Photo labels with boxes:
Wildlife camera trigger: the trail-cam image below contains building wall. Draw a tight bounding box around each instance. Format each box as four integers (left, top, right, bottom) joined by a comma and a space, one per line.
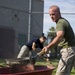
0, 0, 44, 58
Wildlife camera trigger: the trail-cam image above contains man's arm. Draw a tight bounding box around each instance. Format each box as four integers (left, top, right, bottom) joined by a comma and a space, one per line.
43, 31, 64, 52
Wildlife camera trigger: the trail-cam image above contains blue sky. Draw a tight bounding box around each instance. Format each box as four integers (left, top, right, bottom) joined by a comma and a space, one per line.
43, 0, 75, 34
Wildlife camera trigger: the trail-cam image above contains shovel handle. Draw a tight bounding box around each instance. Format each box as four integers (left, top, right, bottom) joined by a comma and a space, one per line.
38, 50, 45, 55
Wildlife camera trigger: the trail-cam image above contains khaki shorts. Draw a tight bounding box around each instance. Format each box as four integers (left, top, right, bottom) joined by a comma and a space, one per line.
56, 47, 75, 75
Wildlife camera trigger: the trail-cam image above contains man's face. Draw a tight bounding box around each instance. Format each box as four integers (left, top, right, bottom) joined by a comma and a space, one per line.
49, 9, 59, 22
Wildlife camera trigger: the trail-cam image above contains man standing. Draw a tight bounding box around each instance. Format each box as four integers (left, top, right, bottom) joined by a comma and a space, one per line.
17, 35, 46, 58
43, 5, 75, 75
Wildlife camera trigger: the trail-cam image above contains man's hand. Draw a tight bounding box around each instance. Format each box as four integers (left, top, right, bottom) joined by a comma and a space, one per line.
42, 46, 49, 53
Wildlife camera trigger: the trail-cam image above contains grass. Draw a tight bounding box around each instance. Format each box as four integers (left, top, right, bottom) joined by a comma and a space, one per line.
35, 59, 75, 75
0, 59, 75, 75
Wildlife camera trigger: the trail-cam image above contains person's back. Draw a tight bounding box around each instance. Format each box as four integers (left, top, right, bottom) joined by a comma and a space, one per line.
56, 18, 75, 48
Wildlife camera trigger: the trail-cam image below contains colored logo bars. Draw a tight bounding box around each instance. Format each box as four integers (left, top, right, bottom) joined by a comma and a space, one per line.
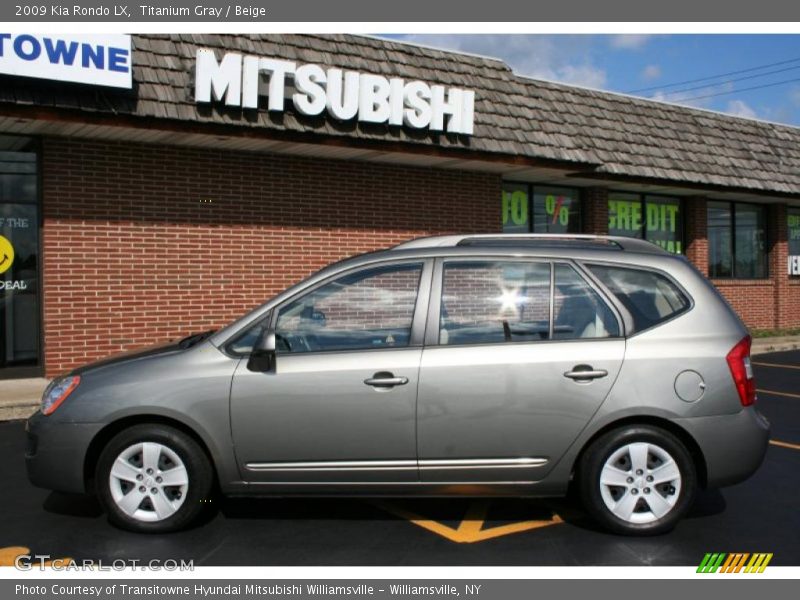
697, 552, 772, 573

• PROBLEM TO SOLVE:
The pictures should not appear in the copy; every other part of the records above must be returned exactly.

• ANSWER IN FULL:
Wildlife camera trigger: the trail-cam image below contains building wall. Draw a tight bounding box around each instance. Format each box as four integers (left, top, right, bottom) joined by a comma and a space, one per line.
0, 0, 44, 58
Wildlife camera trigger: the trail-cam image above contains man's arm. Draw a tight bounding box around each instance. Format each box as four integers (left, top, right, bottom) joined by a comma and a space, one per line.
43, 31, 64, 52
Wildlife camera trigger: the trail-cam image above contains blue sky. Draw a tight bounding box around each instance. Format each box as four integers (left, top, right, bottom) joined by a comma and a space, one per line.
43, 0, 75, 34
Wildlife camera trigger: the trail-cam image above contains shovel handle. Draw a tight bounding box around each instance. Format each box as four integers (left, top, right, bottom) joined by a comma and a space, one per line.
38, 50, 45, 55
Wildlife camera trigger: the trail-cam image above contains khaki shorts. Draw a tight bounding box around each instance. Format each box as four integers (left, top, right, bottom) joined by a comma and a space, one per line.
56, 47, 75, 75
Wildlife camera trigger: the trail-cam image above contains man's face. Draw a tight bounding box around each instance. Format each box as four integers (left, top, right, bottom) joined by a comma and a space, one per line.
49, 9, 59, 22
Wildlife camera trigger: the trail-cam image above contains man standing. Draw a tight bounding box around each instance. Format each box as four integers (left, top, right, bottom) joined by a comma and a space, one per line.
17, 35, 46, 58
43, 5, 75, 75
Wildlife camera trigger: the trail-cam image above contains man's hand. Draw a tight bounding box around each instance. Format each box as four integers (left, top, right, bottom) joined by a comma and a space, one per line.
42, 46, 49, 53
Wildlife camera trigger: the trail-cam image above contains grass. Draw a tight bounding box around each instance. Format each box as four integers (left, top, right, bottom) joined by a comma and a space, one per line.
35, 59, 75, 75
0, 59, 75, 75
Wildlife camera trigger: the trail-cam image above contains person's back. Draw a tight bounding box around each instance. Format each box as four integers (left, top, right, bottom) joined by a comma and a space, one per line.
56, 18, 75, 48
Wildlife camera trigger: the trail-cam image below contains colored logo bars. Draw a tight bounding box around each instance. Format each box as four integers (left, top, right, bottom) joined by a comma and a space, one per line.
697, 552, 772, 573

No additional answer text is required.